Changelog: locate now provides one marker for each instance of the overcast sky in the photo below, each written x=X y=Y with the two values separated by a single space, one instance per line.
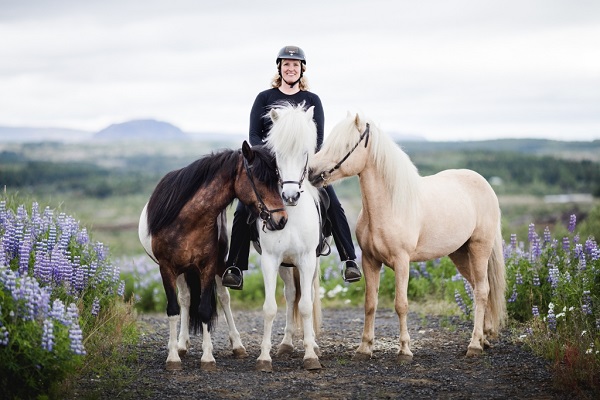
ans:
x=444 y=70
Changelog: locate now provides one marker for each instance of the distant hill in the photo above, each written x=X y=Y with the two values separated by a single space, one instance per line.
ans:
x=145 y=129
x=30 y=134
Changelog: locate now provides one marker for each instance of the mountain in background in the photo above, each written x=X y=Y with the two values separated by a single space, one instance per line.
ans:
x=144 y=129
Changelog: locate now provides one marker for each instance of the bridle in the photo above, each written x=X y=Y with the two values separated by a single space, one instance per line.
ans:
x=299 y=182
x=263 y=211
x=365 y=135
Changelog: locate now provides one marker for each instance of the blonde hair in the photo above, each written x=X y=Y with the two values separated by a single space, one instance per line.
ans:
x=277 y=80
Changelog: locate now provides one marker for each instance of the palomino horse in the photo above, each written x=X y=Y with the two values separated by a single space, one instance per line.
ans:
x=293 y=139
x=183 y=228
x=407 y=217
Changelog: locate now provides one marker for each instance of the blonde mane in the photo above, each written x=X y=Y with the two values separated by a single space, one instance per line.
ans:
x=393 y=164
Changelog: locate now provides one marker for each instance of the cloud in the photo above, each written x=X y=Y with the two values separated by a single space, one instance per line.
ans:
x=460 y=69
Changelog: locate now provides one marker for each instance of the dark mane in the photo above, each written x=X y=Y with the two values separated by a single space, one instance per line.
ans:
x=177 y=187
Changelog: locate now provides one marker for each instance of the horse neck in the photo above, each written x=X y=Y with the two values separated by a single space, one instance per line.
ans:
x=378 y=202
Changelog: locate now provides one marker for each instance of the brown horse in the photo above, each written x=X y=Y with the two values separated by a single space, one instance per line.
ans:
x=183 y=228
x=407 y=217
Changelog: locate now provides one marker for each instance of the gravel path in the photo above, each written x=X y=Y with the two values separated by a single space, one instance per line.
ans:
x=439 y=370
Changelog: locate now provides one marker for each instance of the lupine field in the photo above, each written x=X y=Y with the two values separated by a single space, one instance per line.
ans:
x=56 y=289
x=59 y=289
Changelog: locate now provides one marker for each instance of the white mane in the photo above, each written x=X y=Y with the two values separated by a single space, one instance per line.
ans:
x=294 y=133
x=393 y=164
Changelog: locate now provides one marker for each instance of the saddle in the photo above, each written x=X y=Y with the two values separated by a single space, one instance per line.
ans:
x=325 y=228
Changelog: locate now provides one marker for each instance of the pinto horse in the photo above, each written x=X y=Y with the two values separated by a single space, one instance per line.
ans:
x=183 y=228
x=406 y=217
x=293 y=250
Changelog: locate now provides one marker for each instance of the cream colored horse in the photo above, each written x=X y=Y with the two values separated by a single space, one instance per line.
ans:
x=407 y=217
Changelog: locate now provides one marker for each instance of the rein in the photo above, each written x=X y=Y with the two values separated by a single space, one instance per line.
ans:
x=364 y=135
x=302 y=177
x=264 y=213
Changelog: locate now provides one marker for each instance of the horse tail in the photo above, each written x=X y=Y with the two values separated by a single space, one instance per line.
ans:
x=203 y=303
x=317 y=315
x=497 y=282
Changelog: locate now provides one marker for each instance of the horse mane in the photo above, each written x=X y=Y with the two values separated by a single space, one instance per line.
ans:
x=178 y=187
x=400 y=175
x=292 y=133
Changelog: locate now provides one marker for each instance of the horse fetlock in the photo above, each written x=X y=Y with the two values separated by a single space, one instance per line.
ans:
x=264 y=366
x=174 y=366
x=208 y=366
x=312 y=364
x=284 y=349
x=240 y=352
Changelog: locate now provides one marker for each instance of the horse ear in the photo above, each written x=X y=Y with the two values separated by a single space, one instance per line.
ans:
x=310 y=112
x=357 y=121
x=247 y=152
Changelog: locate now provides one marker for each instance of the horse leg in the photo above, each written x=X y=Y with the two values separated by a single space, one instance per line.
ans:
x=474 y=269
x=207 y=362
x=169 y=278
x=183 y=295
x=371 y=269
x=305 y=307
x=269 y=267
x=401 y=305
x=286 y=347
x=239 y=351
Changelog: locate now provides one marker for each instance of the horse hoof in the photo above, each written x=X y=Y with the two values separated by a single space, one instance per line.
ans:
x=361 y=357
x=284 y=350
x=474 y=351
x=240 y=353
x=174 y=366
x=312 y=364
x=208 y=366
x=403 y=358
x=264 y=366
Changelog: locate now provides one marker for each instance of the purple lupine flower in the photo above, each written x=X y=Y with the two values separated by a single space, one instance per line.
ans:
x=586 y=308
x=513 y=296
x=566 y=244
x=95 y=307
x=519 y=278
x=547 y=236
x=553 y=274
x=572 y=223
x=460 y=302
x=531 y=232
x=551 y=317
x=121 y=289
x=3 y=335
x=48 y=335
x=536 y=279
x=76 y=336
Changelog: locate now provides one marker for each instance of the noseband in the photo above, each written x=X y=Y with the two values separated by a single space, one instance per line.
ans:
x=299 y=182
x=365 y=135
x=263 y=211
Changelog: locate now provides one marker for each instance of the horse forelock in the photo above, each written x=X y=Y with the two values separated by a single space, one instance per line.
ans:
x=178 y=187
x=293 y=133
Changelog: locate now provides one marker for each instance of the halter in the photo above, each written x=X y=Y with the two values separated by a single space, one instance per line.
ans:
x=365 y=135
x=299 y=182
x=264 y=213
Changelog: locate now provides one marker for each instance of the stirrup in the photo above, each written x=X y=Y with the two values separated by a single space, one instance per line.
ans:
x=233 y=280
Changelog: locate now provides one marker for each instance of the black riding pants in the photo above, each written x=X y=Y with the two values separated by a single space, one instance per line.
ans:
x=239 y=250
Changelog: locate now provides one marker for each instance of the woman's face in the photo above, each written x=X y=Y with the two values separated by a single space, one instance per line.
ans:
x=290 y=70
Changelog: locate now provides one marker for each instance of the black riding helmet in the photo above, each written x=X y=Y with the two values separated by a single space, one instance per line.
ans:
x=290 y=53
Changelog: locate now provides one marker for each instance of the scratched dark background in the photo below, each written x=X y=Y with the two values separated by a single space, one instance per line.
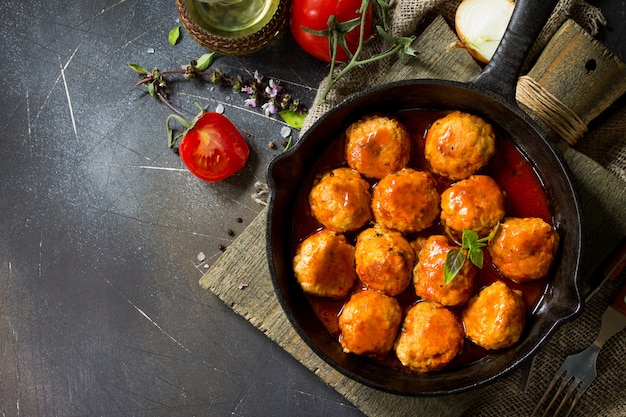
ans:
x=101 y=226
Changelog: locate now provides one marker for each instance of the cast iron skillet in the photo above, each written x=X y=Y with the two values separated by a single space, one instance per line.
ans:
x=490 y=95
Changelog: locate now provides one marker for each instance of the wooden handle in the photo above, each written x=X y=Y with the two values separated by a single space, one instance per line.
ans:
x=619 y=303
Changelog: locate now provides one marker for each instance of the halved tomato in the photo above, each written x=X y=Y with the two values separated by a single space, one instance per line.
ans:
x=213 y=148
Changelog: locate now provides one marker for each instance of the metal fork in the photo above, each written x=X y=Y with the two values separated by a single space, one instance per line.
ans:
x=579 y=370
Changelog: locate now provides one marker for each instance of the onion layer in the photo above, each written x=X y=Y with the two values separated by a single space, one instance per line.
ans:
x=480 y=25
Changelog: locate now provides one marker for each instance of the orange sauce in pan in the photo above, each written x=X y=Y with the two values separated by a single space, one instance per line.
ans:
x=513 y=173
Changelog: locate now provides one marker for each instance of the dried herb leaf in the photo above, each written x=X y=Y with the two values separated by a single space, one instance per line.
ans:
x=138 y=69
x=174 y=35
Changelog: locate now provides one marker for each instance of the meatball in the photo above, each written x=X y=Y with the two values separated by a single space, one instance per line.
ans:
x=377 y=145
x=384 y=260
x=340 y=200
x=428 y=277
x=406 y=201
x=476 y=203
x=324 y=264
x=523 y=249
x=495 y=317
x=459 y=144
x=369 y=323
x=430 y=337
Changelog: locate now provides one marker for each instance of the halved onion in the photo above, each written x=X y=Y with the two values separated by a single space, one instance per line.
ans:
x=480 y=25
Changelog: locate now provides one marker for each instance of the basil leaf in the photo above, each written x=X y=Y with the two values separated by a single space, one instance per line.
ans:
x=204 y=61
x=476 y=256
x=174 y=35
x=292 y=118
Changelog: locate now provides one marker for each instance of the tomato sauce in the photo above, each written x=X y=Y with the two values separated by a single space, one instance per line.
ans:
x=514 y=174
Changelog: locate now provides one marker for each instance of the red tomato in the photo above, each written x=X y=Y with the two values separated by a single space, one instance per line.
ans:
x=213 y=148
x=314 y=14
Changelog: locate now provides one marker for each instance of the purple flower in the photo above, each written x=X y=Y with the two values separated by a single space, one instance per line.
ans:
x=269 y=108
x=273 y=89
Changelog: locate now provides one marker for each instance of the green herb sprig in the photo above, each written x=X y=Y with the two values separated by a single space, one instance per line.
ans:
x=264 y=93
x=471 y=247
x=399 y=46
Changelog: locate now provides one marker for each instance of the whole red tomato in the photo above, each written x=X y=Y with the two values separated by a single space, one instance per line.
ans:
x=314 y=14
x=213 y=149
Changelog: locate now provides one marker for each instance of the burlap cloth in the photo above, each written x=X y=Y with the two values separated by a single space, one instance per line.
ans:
x=599 y=166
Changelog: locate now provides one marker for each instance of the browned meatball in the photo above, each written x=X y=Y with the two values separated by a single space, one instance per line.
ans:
x=384 y=260
x=523 y=249
x=495 y=317
x=324 y=264
x=369 y=323
x=340 y=200
x=428 y=277
x=406 y=201
x=476 y=203
x=430 y=337
x=377 y=145
x=459 y=144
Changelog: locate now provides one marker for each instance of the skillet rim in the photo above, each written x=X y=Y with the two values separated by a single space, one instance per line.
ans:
x=355 y=104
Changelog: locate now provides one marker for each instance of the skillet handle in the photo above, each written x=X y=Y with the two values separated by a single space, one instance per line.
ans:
x=500 y=75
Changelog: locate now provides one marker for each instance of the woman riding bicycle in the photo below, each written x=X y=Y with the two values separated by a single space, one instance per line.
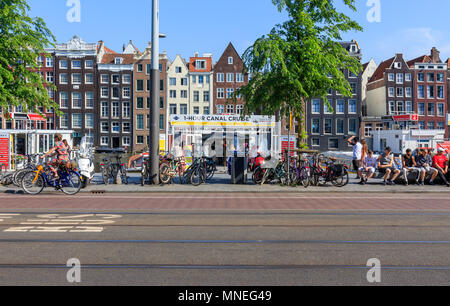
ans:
x=62 y=155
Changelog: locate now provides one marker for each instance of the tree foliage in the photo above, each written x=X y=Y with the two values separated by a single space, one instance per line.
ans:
x=299 y=59
x=22 y=40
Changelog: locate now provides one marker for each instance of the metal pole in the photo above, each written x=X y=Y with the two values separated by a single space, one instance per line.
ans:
x=288 y=158
x=154 y=96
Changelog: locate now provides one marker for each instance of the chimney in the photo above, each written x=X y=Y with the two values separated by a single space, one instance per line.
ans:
x=435 y=55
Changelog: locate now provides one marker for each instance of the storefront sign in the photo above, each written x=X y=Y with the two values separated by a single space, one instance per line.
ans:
x=401 y=118
x=4 y=149
x=222 y=120
x=285 y=144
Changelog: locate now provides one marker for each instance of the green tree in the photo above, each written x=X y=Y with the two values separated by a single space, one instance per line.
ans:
x=22 y=40
x=299 y=59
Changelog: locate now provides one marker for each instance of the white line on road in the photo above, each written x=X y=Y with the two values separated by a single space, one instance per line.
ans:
x=394 y=197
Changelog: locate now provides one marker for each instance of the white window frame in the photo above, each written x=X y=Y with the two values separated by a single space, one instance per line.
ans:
x=86 y=116
x=86 y=100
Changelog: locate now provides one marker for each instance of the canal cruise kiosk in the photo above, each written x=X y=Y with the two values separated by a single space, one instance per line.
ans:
x=404 y=133
x=198 y=135
x=22 y=142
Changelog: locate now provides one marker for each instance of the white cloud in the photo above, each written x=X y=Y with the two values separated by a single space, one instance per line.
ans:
x=414 y=42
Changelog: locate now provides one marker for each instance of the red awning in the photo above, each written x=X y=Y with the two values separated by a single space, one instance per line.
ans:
x=35 y=117
x=445 y=145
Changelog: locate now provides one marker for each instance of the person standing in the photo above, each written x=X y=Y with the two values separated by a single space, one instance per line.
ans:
x=440 y=163
x=368 y=169
x=386 y=167
x=409 y=165
x=357 y=153
x=425 y=162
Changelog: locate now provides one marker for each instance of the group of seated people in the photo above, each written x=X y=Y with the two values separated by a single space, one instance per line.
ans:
x=423 y=165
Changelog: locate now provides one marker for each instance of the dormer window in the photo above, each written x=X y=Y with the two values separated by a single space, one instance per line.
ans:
x=199 y=64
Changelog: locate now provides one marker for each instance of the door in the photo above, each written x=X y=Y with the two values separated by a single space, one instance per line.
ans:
x=115 y=142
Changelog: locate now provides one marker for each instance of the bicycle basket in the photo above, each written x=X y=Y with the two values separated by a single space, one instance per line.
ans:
x=338 y=170
x=270 y=164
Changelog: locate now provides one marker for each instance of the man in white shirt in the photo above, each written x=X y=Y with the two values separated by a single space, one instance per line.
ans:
x=357 y=152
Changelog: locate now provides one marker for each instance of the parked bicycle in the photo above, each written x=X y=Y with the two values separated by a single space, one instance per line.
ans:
x=171 y=168
x=31 y=164
x=68 y=181
x=299 y=172
x=113 y=170
x=326 y=170
x=277 y=173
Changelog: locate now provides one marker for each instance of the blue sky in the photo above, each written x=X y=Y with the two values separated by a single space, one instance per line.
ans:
x=207 y=26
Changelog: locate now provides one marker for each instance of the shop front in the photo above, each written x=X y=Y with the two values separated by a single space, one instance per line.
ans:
x=222 y=136
x=14 y=143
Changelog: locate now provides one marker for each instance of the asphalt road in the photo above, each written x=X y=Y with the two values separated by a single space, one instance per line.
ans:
x=225 y=239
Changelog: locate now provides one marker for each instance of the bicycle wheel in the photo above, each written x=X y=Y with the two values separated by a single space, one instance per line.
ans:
x=124 y=176
x=341 y=181
x=32 y=183
x=18 y=176
x=293 y=177
x=70 y=183
x=2 y=171
x=211 y=170
x=164 y=174
x=196 y=178
x=304 y=177
x=106 y=175
x=257 y=176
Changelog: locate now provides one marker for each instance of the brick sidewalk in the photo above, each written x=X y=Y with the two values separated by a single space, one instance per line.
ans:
x=221 y=183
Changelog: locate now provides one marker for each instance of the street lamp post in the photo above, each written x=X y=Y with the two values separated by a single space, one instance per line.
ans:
x=154 y=96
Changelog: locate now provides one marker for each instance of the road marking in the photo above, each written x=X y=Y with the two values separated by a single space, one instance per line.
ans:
x=426 y=197
x=351 y=242
x=7 y=216
x=58 y=223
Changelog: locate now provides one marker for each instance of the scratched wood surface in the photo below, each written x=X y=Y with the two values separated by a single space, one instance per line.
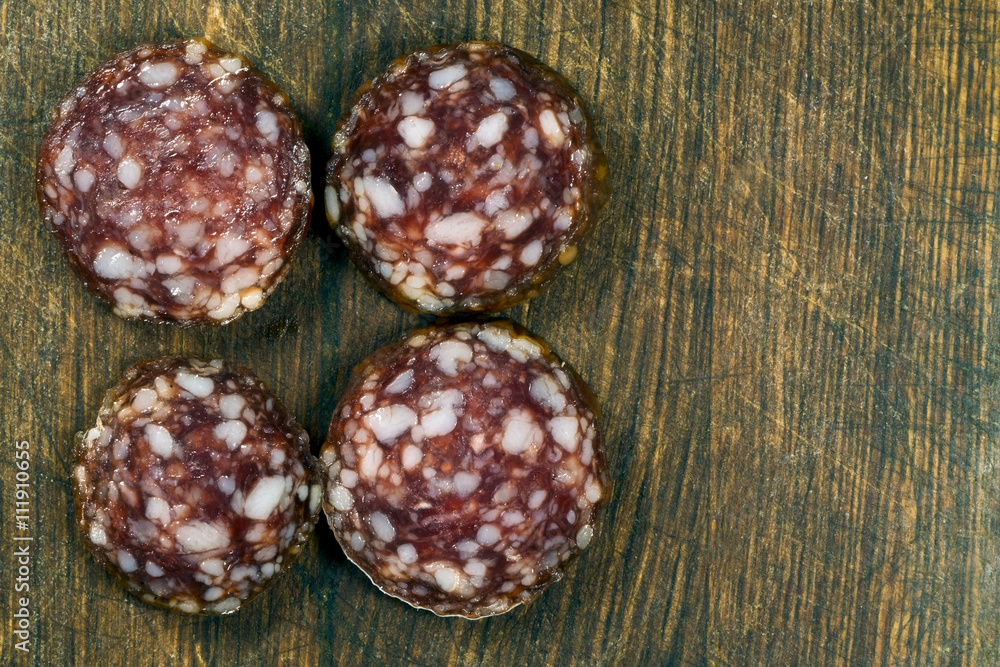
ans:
x=787 y=311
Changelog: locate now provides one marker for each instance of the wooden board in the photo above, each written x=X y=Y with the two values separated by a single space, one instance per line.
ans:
x=788 y=311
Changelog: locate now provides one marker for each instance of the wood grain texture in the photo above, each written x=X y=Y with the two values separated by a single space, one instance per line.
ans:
x=787 y=311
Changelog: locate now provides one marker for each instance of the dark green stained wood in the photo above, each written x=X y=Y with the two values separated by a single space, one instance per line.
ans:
x=787 y=311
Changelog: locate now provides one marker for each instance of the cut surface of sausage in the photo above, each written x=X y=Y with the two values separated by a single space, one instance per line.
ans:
x=195 y=487
x=464 y=468
x=177 y=182
x=463 y=178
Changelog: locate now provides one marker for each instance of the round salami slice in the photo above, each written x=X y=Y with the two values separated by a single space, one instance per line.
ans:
x=464 y=468
x=196 y=487
x=177 y=181
x=463 y=178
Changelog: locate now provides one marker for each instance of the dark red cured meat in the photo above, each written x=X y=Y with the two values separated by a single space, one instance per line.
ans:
x=464 y=468
x=195 y=487
x=177 y=181
x=463 y=178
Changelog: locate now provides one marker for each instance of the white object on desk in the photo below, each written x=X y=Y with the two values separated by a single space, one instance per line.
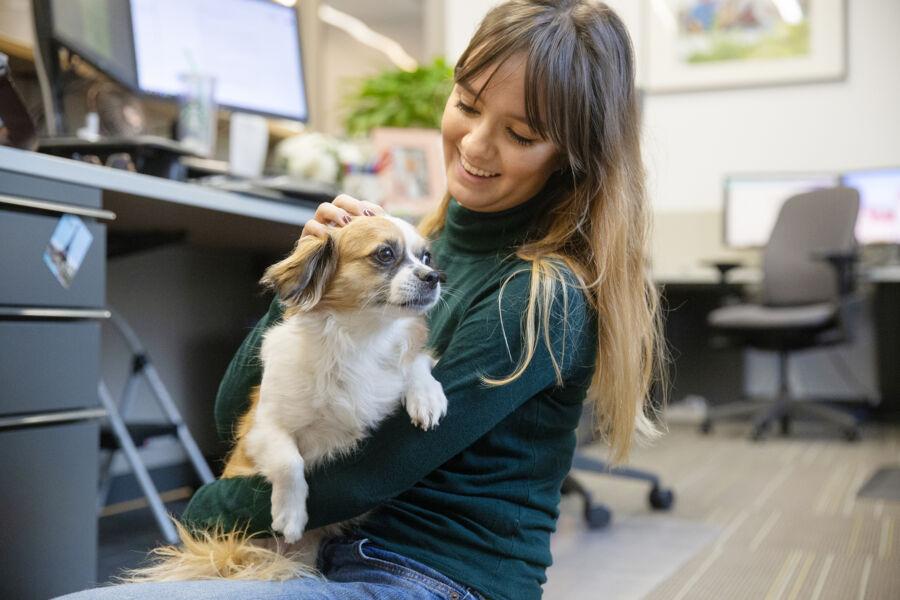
☆ ☆ ☆ ☆ ☆
What to do —
Copy exactly what appears in the entries, beginning with the first line and ending with the line that has "of the mountain", but not the pictures.

Answer to the problem —
Changelog: locate now provides one marker for each instance of the overcast sky in the photo below, each written x=X y=Y with the two values separated by a single space, one instance per line.
ans:
x=444 y=70
Changelog: locate now provides one marker for each instance of the distant hill in the photo above, each written x=X y=Y with the two values separated by a single space, one instance per line.
ans:
x=145 y=129
x=30 y=134
Changelog: locate now provides one marker for each instance of the mountain in background in the photo above, each written x=X y=Y with the two values separated by a single space, one instance per line.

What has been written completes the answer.